DOCUMENT EXCERPT:
# wanting to put all the pieces back together



## thenewmeaningof<3ache (Aug 29, 2011)

I recently found out that my husband has cheated on me in the past. Naturally I'm hurt, angry, heartbroken, but I want to move past this and put our life as a couple back together.

I opened his computer to check my facebook, and he had left himself logged into the messenger. I know this is stupid, but I was curious and went through his conversation history. I found that he had been cybering and web chatting with other women and even lying to them about being single and living with his brother.

I confronted him about this when he came home. It was a huge fight about how to him its not cheating if his emotions aren't involved (but hello, mine are.) and that if I thought that was bad he had slept with a friend when I was 12 wks pregnant with my son. And that when my son was 1 month old he met up with some stranger off the internet to get a blow job because I wasn't doing it enough. A**hole I know.

[Rows from a collection]
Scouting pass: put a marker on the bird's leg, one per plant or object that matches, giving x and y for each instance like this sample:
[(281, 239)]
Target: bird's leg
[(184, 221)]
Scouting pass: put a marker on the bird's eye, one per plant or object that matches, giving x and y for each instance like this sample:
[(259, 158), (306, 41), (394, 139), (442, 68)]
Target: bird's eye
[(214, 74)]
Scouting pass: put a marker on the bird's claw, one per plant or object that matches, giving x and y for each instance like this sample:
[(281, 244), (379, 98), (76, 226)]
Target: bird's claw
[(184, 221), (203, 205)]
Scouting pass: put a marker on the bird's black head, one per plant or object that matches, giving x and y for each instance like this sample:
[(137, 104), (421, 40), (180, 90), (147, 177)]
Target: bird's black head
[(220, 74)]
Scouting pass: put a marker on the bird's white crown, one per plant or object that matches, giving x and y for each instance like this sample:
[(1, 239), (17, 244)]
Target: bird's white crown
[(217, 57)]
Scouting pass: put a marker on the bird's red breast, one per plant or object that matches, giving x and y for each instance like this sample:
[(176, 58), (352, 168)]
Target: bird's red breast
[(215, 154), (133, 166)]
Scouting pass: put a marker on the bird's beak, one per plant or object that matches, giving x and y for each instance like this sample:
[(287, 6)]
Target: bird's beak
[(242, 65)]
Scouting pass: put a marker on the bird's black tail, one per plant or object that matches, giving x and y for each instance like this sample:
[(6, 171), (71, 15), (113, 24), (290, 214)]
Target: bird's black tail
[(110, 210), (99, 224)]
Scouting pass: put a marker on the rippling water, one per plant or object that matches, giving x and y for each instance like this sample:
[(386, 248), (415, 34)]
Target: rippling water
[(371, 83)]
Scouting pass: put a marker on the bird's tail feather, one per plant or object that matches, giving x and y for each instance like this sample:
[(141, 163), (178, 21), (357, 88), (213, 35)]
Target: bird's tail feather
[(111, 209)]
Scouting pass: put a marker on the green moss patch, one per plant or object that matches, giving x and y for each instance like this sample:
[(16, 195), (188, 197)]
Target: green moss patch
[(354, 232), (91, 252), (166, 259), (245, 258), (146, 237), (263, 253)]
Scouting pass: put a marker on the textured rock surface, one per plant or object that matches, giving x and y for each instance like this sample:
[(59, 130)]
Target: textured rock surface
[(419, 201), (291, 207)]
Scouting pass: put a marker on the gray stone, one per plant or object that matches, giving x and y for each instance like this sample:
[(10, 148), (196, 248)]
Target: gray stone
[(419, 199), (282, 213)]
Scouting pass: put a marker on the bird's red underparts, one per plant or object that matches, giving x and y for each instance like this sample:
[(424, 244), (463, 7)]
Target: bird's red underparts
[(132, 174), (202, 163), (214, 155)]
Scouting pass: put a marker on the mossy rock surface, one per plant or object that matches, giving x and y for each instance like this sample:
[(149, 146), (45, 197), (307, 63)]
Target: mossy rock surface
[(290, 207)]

THE EXERCISE:
Please duplicate, word for word, the part of the forum post above that opens with the words containing "## thenewmeaningof<3ache (Aug" and closes with "with his brother.".

WRITTEN REPLY:
## thenewmeaningof<3ache (Aug 29, 2011)

I recently found out that my husband has cheated on me in the past. Naturally I'm hurt, angry, heartbroken, but I want to move past this and put our life as a couple back together.

I opened his computer to check my facebook, and he had left himself logged into the messenger. I know this is stupid, but I was curious and went through his conversation history. I found that he had been cybering and web chatting with other women and even lying to them about being single and living with his brother.